Start of LISTING

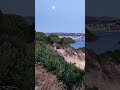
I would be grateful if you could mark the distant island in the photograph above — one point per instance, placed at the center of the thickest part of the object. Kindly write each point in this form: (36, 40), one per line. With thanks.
(80, 36)
(110, 24)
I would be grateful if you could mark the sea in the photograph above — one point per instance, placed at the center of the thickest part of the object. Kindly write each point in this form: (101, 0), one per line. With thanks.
(79, 44)
(107, 41)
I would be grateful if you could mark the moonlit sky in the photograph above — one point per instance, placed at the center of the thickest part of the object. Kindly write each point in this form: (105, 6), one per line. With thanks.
(60, 16)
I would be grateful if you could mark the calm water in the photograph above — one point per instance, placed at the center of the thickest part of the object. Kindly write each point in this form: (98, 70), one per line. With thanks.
(79, 44)
(108, 41)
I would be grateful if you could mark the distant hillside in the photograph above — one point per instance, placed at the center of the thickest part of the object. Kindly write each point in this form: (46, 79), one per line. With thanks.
(66, 34)
(102, 71)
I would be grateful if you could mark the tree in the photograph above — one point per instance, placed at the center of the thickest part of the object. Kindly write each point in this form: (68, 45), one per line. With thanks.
(41, 36)
(53, 38)
(67, 41)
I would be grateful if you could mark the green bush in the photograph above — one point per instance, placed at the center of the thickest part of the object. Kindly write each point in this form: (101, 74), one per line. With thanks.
(67, 73)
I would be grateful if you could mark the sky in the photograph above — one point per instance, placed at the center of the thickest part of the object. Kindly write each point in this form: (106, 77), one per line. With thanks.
(19, 7)
(102, 8)
(60, 16)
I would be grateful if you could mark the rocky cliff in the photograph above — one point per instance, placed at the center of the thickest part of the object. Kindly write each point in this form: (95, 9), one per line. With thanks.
(102, 72)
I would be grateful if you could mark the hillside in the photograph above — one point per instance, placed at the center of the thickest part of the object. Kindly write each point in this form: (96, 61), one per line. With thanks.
(16, 53)
(73, 56)
(102, 71)
(68, 73)
(45, 80)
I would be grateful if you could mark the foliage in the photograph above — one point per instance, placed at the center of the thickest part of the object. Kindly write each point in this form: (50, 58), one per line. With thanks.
(40, 36)
(67, 73)
(16, 53)
(90, 36)
(66, 41)
(53, 38)
(82, 49)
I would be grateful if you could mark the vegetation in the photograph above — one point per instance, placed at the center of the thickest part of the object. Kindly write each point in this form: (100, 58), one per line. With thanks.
(16, 53)
(40, 36)
(90, 36)
(82, 49)
(53, 38)
(66, 41)
(67, 73)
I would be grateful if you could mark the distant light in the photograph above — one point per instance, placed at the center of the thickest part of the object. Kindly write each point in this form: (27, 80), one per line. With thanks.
(53, 7)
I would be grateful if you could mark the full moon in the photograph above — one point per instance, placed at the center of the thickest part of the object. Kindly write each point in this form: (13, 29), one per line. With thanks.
(53, 7)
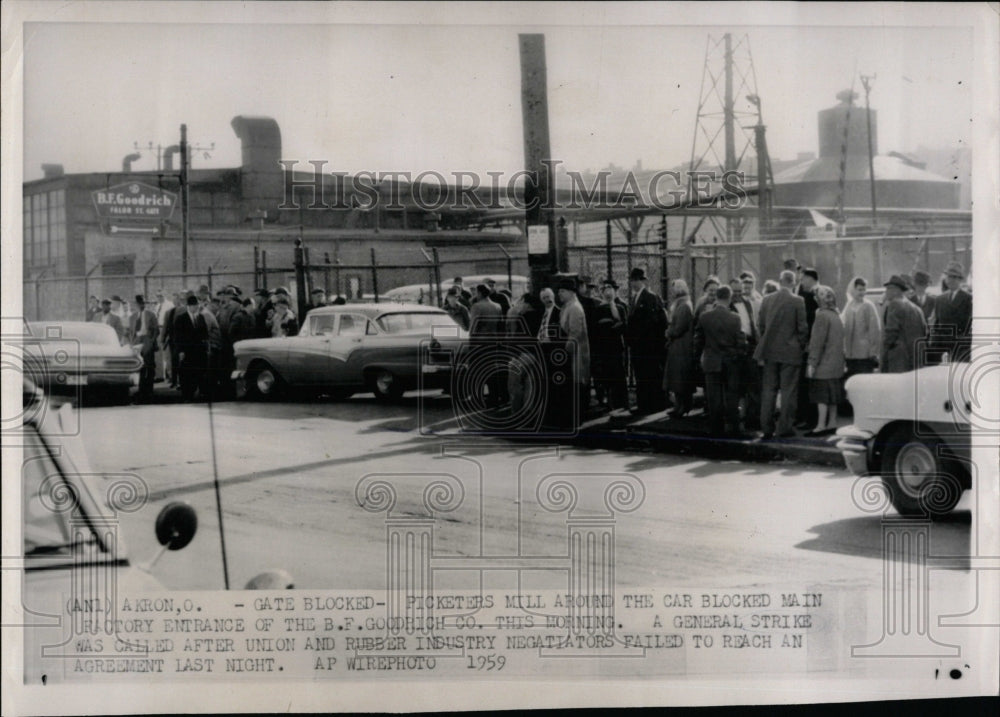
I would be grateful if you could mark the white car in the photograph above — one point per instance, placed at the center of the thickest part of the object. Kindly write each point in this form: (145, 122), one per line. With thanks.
(913, 430)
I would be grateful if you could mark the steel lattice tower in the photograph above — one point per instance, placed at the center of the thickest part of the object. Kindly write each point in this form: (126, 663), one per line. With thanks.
(728, 126)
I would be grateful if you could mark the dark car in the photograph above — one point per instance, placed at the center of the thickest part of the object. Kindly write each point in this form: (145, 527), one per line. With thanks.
(75, 563)
(74, 358)
(352, 348)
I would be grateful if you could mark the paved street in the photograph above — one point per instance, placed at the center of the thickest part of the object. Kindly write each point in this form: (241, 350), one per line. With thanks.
(288, 474)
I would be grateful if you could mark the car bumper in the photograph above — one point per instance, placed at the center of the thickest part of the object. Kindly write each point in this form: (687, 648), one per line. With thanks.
(435, 376)
(74, 382)
(854, 445)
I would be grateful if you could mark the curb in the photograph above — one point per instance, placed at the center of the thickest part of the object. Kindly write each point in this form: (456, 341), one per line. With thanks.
(656, 436)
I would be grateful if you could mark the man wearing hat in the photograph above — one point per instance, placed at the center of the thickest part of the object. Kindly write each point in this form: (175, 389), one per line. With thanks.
(263, 310)
(497, 298)
(464, 295)
(904, 328)
(721, 344)
(645, 335)
(111, 319)
(920, 297)
(573, 325)
(808, 281)
(190, 335)
(607, 347)
(589, 306)
(784, 335)
(486, 328)
(953, 316)
(144, 331)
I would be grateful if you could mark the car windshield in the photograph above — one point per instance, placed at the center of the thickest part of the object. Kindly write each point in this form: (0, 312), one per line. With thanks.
(85, 333)
(403, 322)
(48, 502)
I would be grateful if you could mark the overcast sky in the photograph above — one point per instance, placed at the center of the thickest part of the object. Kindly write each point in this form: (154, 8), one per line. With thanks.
(408, 97)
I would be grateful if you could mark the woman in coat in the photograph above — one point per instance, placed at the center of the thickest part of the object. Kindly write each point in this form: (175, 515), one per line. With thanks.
(862, 329)
(679, 377)
(825, 369)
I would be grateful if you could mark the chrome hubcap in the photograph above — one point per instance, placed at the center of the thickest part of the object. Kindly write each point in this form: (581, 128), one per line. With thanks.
(265, 381)
(915, 466)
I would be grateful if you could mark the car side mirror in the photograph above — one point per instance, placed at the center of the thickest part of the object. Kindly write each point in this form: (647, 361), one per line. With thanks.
(176, 525)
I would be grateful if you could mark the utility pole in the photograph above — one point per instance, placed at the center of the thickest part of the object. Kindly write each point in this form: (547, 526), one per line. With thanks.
(765, 180)
(730, 128)
(866, 81)
(185, 197)
(544, 255)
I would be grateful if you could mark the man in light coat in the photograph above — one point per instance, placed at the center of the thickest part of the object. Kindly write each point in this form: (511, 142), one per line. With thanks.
(784, 334)
(904, 328)
(573, 323)
(719, 339)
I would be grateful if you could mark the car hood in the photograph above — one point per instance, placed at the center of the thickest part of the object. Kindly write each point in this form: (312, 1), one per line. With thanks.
(932, 394)
(261, 344)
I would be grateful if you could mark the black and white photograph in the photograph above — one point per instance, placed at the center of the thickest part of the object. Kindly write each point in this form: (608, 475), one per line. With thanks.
(472, 356)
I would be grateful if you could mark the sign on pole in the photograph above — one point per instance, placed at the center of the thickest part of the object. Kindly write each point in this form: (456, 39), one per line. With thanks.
(538, 239)
(135, 204)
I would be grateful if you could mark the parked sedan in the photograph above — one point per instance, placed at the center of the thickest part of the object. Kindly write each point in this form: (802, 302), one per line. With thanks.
(912, 429)
(75, 563)
(383, 348)
(76, 357)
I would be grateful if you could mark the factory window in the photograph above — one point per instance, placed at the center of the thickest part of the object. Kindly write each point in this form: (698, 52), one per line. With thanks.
(45, 228)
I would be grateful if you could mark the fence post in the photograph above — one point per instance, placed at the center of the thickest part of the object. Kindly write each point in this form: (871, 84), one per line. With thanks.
(878, 261)
(628, 251)
(664, 282)
(510, 269)
(86, 286)
(437, 275)
(431, 294)
(38, 296)
(607, 247)
(145, 281)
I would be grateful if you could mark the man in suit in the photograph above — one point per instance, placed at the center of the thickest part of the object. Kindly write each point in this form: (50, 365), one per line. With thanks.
(145, 331)
(645, 335)
(497, 298)
(721, 343)
(784, 335)
(93, 308)
(486, 329)
(589, 306)
(549, 329)
(746, 368)
(573, 324)
(607, 349)
(111, 319)
(190, 335)
(920, 297)
(904, 328)
(167, 343)
(808, 281)
(953, 316)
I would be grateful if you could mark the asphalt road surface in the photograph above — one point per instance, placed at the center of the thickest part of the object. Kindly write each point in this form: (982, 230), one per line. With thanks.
(289, 476)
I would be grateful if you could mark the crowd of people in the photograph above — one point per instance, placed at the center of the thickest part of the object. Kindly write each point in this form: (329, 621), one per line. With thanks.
(745, 349)
(193, 333)
(770, 364)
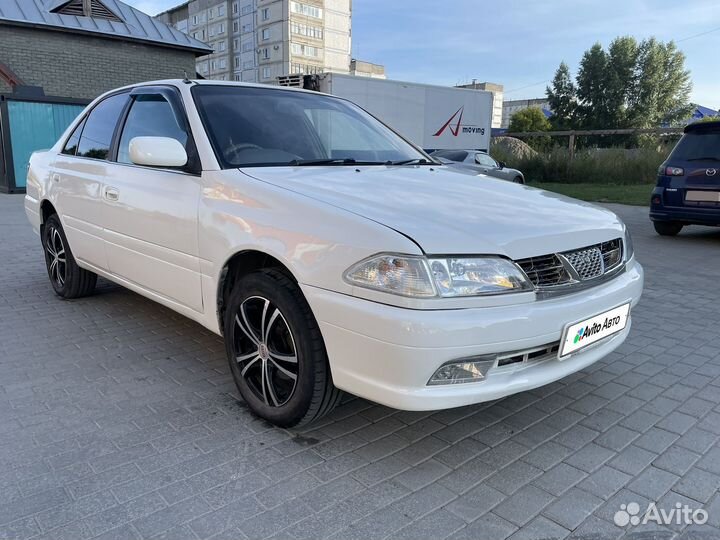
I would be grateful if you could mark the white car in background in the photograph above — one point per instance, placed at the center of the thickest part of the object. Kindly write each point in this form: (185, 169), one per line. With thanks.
(330, 253)
(477, 162)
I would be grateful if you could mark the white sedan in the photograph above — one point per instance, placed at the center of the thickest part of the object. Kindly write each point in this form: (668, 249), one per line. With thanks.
(330, 253)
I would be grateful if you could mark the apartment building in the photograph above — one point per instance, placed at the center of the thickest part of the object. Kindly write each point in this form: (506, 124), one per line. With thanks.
(260, 40)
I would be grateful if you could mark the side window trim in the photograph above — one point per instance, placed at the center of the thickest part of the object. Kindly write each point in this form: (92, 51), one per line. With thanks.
(174, 99)
(83, 121)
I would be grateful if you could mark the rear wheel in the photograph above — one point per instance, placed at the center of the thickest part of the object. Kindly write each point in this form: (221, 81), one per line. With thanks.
(66, 277)
(276, 352)
(667, 228)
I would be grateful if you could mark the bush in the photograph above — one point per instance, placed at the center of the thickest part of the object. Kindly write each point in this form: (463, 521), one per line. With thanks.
(594, 165)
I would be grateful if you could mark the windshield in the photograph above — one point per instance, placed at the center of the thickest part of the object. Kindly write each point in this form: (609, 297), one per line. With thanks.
(698, 146)
(253, 127)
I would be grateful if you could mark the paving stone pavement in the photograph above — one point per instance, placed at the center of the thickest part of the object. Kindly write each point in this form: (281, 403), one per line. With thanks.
(119, 419)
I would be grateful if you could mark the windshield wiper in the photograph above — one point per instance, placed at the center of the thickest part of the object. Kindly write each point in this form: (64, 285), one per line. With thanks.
(328, 161)
(414, 161)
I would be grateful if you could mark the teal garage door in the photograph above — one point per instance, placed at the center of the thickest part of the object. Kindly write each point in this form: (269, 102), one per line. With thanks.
(36, 126)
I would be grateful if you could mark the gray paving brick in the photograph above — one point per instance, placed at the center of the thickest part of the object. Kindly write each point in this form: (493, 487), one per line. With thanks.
(440, 524)
(488, 526)
(572, 508)
(559, 479)
(476, 502)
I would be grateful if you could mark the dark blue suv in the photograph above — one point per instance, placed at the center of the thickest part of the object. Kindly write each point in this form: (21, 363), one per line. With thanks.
(688, 184)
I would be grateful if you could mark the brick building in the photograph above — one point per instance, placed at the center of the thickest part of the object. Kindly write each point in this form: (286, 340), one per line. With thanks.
(57, 55)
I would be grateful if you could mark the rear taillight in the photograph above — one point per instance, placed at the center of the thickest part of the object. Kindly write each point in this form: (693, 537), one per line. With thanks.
(674, 171)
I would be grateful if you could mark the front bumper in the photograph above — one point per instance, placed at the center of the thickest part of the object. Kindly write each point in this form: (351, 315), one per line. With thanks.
(387, 354)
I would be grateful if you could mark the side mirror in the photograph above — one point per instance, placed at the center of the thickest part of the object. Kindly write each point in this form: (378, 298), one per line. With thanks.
(157, 152)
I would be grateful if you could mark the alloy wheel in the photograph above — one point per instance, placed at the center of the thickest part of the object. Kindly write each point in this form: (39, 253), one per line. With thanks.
(57, 259)
(265, 351)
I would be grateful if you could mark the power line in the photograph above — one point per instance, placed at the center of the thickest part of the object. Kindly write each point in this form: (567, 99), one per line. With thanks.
(698, 35)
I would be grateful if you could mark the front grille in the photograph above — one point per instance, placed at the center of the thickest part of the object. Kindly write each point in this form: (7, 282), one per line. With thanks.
(545, 271)
(571, 267)
(588, 263)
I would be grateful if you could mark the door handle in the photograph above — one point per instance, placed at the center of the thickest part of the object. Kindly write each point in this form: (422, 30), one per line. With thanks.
(111, 193)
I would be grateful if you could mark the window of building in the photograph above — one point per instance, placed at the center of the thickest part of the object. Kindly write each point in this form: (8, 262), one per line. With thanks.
(308, 31)
(100, 126)
(305, 50)
(70, 148)
(149, 116)
(305, 9)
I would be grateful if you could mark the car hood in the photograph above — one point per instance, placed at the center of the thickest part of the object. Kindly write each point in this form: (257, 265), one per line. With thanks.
(449, 213)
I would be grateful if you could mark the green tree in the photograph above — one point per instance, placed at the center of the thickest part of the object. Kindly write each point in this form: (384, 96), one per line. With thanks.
(562, 99)
(591, 88)
(530, 119)
(620, 80)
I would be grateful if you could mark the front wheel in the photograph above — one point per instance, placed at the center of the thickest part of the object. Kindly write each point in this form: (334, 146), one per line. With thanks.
(667, 228)
(276, 352)
(66, 277)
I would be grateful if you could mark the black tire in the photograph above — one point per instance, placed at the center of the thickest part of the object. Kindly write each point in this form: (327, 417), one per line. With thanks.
(667, 228)
(255, 358)
(68, 280)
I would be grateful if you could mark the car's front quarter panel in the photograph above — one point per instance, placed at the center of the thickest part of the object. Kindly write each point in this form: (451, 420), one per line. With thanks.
(316, 241)
(38, 187)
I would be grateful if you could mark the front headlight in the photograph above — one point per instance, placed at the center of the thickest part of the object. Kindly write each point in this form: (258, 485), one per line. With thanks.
(419, 277)
(629, 249)
(475, 276)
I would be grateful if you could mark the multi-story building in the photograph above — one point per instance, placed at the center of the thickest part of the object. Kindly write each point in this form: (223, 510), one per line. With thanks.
(513, 106)
(260, 40)
(498, 96)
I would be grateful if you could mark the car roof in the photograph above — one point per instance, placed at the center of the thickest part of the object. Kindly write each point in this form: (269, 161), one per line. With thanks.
(699, 127)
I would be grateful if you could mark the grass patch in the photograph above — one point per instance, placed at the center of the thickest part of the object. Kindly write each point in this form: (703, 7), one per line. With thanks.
(635, 194)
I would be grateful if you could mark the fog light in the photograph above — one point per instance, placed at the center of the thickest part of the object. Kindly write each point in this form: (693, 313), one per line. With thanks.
(462, 371)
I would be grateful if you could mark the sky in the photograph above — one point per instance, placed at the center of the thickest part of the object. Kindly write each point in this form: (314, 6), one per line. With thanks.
(520, 43)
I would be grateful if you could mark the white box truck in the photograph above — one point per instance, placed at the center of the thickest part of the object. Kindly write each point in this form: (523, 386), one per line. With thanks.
(433, 117)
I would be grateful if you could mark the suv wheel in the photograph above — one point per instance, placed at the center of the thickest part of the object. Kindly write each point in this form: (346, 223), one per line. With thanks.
(66, 277)
(276, 352)
(667, 228)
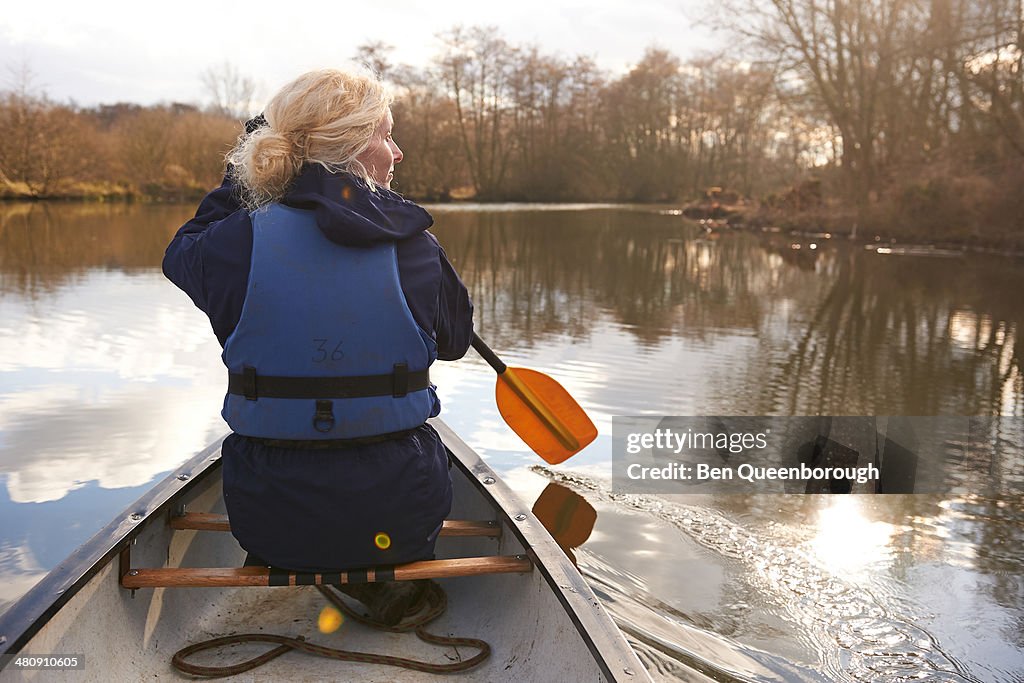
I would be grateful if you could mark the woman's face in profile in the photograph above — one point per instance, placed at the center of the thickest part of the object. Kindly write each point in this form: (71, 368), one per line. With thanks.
(379, 159)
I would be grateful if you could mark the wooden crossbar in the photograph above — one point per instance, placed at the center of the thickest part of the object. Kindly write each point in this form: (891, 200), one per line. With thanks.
(253, 575)
(206, 521)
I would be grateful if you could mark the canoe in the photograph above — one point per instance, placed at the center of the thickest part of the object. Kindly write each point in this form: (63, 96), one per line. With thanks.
(541, 619)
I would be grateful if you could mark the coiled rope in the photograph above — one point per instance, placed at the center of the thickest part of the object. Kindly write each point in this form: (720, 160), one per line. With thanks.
(434, 599)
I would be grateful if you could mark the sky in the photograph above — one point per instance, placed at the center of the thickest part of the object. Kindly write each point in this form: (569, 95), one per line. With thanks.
(101, 52)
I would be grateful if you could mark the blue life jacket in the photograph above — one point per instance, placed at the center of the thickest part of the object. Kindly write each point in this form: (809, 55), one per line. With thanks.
(327, 346)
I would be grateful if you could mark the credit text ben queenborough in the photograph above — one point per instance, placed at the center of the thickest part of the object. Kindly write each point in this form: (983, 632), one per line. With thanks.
(752, 473)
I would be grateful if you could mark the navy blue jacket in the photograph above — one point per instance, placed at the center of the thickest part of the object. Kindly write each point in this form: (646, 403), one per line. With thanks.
(327, 509)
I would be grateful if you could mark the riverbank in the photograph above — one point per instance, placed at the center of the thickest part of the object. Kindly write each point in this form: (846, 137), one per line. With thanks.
(876, 226)
(99, 191)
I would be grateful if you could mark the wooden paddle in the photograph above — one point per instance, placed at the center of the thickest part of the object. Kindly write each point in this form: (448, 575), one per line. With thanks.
(539, 410)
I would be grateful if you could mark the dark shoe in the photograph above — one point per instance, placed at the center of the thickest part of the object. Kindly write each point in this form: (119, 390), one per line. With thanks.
(388, 601)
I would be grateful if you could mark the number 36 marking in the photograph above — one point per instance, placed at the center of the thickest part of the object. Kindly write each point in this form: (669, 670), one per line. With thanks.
(323, 353)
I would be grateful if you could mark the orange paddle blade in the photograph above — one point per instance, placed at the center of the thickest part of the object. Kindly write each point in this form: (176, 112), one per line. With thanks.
(543, 414)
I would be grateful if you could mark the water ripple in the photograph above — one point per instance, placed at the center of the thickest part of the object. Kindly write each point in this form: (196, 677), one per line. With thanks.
(856, 635)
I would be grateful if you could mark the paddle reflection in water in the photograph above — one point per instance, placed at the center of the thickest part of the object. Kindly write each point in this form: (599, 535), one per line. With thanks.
(566, 515)
(635, 313)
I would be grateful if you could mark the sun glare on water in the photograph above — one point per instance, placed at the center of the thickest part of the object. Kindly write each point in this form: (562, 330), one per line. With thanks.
(848, 543)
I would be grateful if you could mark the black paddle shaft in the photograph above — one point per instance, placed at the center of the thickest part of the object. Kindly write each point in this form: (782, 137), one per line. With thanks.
(487, 354)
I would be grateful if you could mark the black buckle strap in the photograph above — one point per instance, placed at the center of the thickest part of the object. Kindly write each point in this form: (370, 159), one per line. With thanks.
(249, 383)
(399, 380)
(324, 418)
(397, 383)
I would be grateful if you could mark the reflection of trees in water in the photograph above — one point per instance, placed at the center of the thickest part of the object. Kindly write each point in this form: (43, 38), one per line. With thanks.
(44, 245)
(558, 272)
(845, 333)
(905, 337)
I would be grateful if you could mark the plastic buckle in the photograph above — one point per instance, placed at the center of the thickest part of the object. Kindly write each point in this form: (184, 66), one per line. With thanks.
(324, 418)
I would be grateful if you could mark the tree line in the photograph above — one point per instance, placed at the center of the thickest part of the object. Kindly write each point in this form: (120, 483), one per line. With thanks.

End of LISTING

• [INSTRUCTION] Repeat the line containing "I would be grateful if you could mark the orange" and all subsequent lines through the final line of the data, exactly and with no others.

• [TASK ANSWER]
I would be grateful if you could mark the orange paddle blade in the photograph above — one point per instance, placed at the center of the thickest part of the object. Kindly write each point in this form: (176, 112), one per line. With thanks.
(543, 414)
I would be grateful if you could mark the water ripple in the photograph above — one point per instance, placed at the center of the thickest part of the object. Kindly write each point in this form: (196, 677), one per line. With thanks.
(856, 635)
I would be grateful if you could mark the paddle reflection in water in the photograph above — one point per instance, placed at the center of the thickest part of the object. Kindly write each point in this form: (599, 535), one per line. With thanks.
(566, 515)
(635, 313)
I would be grateful if you could mark the sun glare on water in the photograph above — one point per instance, placed at the center of the thickest part of the object. Kindly write each point in this form: (562, 330), one per line. With thanks.
(848, 543)
I would be grateful if you could mark the black paddle shaft in the photograph above — one point per instance, placed at the center of the thickest part of the object. Kindly write each point in this form: (782, 137), one per line. With thanks.
(487, 354)
I would be grateful if you could mark the black buckle strap in the photograph above — one point per instance, placed at the center of the thickest part of the object. Kindly write each point in this form: (370, 159), one per line. With thanks.
(249, 383)
(399, 380)
(324, 418)
(397, 383)
I would be grateful if you could mark the reflection of trees in water in the photograph above — one point per instance, placed at the center of the thickest part of the object. Kindly write each point in this form: (43, 38), one per line. With thanks.
(44, 245)
(558, 272)
(845, 333)
(905, 337)
I would be grateful if you could mark the plastic buckle in the photograph above — one point per instance, placed at the center of the thickest part of the object. Kindly write each point in this form: (184, 66), one per line. With thanks.
(324, 418)
I would be grateful if you could mark the tree line in the photograph above — one point per instance, placed at the center of the thickest part of the object. Kindly write each point in this form: (120, 483), one per line. With thanks.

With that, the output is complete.